### TASK
Copy, exactly and without additions, every line in the records below from the one holding "# test: pointer marks one dot per instance of the gnarled" through the one holding "# test: pointer marks one dot per instance of the flat", both ends included.
*** LISTED ENTRIES ***
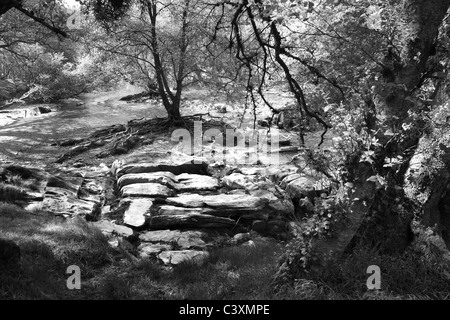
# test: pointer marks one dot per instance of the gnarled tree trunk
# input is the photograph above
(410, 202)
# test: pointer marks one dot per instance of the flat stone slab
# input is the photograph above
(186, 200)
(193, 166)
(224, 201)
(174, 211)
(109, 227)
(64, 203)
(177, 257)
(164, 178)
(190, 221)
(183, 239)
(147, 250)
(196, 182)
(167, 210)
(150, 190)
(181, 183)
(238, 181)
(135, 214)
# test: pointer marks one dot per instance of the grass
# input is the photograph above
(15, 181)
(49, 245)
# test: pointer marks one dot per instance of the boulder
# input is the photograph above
*** End of LISTED ENTRIES ***
*** LISTED ENTRIES ***
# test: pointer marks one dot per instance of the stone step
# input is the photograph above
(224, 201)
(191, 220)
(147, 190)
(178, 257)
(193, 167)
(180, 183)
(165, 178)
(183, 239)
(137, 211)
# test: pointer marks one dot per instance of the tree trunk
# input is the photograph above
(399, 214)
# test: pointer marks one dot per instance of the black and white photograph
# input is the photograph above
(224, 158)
*** End of LISTED ENTRIES ***
*** LISTED ENTRIES ***
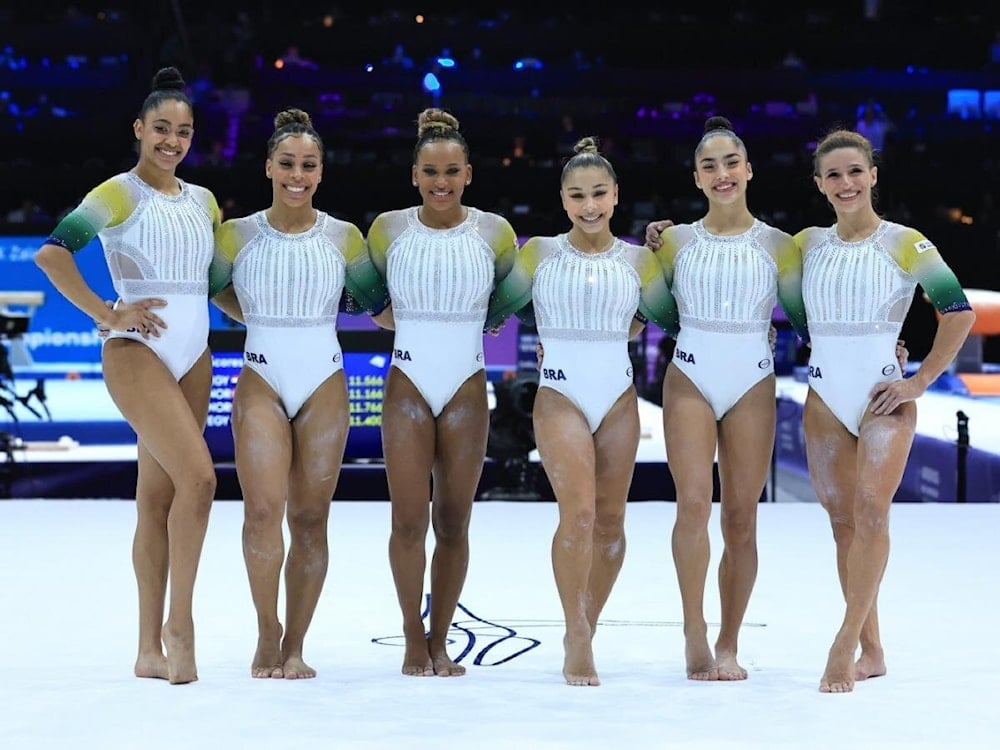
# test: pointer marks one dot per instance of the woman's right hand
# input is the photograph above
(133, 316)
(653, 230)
*** End of LISTED ENTRIES ***
### WRITTEN SOLUTION
# test: pointer marks one dot per instance of the gnarled tree trunk
# input is the photograph above
(410, 202)
# test: pointer marks one dot per instance of the flat stone slab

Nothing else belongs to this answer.